TASK TO COMPLETE: Would you output all the entries below without altering a word?

DATASET CONTENT:
'''
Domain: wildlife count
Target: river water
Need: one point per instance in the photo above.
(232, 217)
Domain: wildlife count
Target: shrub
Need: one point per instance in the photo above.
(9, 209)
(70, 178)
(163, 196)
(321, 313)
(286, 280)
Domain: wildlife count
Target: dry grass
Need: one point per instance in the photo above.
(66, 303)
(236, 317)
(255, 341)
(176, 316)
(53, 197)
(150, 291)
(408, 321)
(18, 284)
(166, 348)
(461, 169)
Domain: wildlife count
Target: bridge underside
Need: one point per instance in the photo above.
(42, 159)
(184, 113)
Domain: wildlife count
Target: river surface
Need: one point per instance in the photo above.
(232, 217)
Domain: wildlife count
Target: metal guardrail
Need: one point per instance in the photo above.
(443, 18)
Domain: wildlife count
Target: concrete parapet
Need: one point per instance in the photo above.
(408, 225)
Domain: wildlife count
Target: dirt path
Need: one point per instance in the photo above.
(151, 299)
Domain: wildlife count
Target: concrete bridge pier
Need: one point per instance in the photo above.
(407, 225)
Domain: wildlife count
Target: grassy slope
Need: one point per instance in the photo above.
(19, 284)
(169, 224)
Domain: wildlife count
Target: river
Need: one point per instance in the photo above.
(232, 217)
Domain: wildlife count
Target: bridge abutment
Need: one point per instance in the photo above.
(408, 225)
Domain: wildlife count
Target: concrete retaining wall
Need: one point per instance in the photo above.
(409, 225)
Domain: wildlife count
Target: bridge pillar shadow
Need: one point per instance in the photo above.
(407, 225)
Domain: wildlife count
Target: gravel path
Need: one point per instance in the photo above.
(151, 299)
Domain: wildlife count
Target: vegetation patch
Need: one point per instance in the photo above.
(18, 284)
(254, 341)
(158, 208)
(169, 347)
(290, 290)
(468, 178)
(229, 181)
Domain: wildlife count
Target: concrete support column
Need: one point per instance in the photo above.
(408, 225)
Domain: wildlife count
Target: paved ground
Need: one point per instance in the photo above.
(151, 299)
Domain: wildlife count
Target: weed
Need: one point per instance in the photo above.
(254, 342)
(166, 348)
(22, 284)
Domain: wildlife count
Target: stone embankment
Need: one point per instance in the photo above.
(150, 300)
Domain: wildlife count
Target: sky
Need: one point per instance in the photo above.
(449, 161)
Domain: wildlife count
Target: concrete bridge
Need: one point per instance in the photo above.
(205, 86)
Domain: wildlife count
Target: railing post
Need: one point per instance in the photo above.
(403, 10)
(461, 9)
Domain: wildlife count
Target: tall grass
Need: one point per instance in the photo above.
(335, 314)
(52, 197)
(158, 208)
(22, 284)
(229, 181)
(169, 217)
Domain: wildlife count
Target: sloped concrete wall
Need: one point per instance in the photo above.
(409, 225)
'''
THE COMPLETED TASK:
Domain: wildlife count
Target: river water
Need: one point per instance in the photo above.
(232, 217)
Domain: wildlife count
Target: shrub
Need: one point per instance in the photo above.
(9, 209)
(70, 178)
(163, 196)
(321, 313)
(286, 280)
Domain: wildlife count
Target: dry grass
Need: one point per instance in the photo above.
(66, 303)
(236, 317)
(255, 341)
(176, 316)
(53, 197)
(150, 291)
(408, 321)
(18, 284)
(166, 348)
(461, 169)
Domain: wildlife count
Target: bridge underside
Need: one point per instance in the photo above.
(42, 159)
(184, 113)
Domain: wildlife count
Target: river surface
Need: one point per instance in the photo above.
(232, 217)
Domain: wildlife count
Target: metal guardrail
Need: one point per instance in the photo above.
(443, 18)
Domain: wildlife count
Target: concrete parapet
Need: one point per instance in the photo above.
(408, 225)
Domain: wildlife count
Target: dirt path
Need: one point per instance in the photo above.
(151, 299)
Domain: wildlife count
Target: concrete bridge pier
Need: one point per instance in the photo above.
(407, 225)
Domain: wildlife count
Target: grassy slope
Need: one point per instance in the photo above.
(19, 284)
(169, 224)
Domain: wildlife count
Target: river
Need: one point per instance in the photo above.
(232, 217)
Domain: wildlife count
Target: bridge abutment
Need: one point per instance in the photo above.
(408, 225)
Domain: wildlife count
Target: concrete retaining wall
Need: one point per instance in the photo above.
(409, 225)
Domain: wildlife count
Target: bridge pillar shadow
Need: one point per instance in the photo above.
(407, 225)
Domain: wildlife count
Target: gravel path
Need: one point per instance in the photo above.
(151, 299)
Domain: wildlife count
Target: vegetation patch
Need: one point per instance in the photo above.
(18, 284)
(254, 341)
(158, 208)
(169, 347)
(290, 290)
(468, 178)
(229, 181)
Domain: wildlife count
Target: concrete support column
Need: one point per instance in the photo above.
(408, 225)
Domain: wildlife count
Target: paved ground
Need: one point per instance in the photo above.
(151, 299)
Domain: wildlife count
Target: weed
Need: one point per instance in the photo above.
(254, 342)
(166, 348)
(22, 284)
Domain: wildlife count
Target: stone embankment
Need: one point per instance in the photo above.
(150, 300)
Domain: wildlife count
Target: sky
Need: one point per instance in the photo above.
(449, 161)
Domain: wildlife count
Target: concrete bridge
Need: one point per instance in the photo above.
(205, 86)
Domain: wildlife count
Target: railing post
Need: one point per instance in the photo above.
(403, 10)
(461, 9)
Domain: wildlife count
Target: tall grass
Need: one point per instance in the photo above.
(335, 314)
(52, 197)
(158, 208)
(22, 284)
(229, 181)
(169, 217)
Domain: wildlife count
Target: sloped concrete wall
Need: one point per instance in the photo above.
(409, 225)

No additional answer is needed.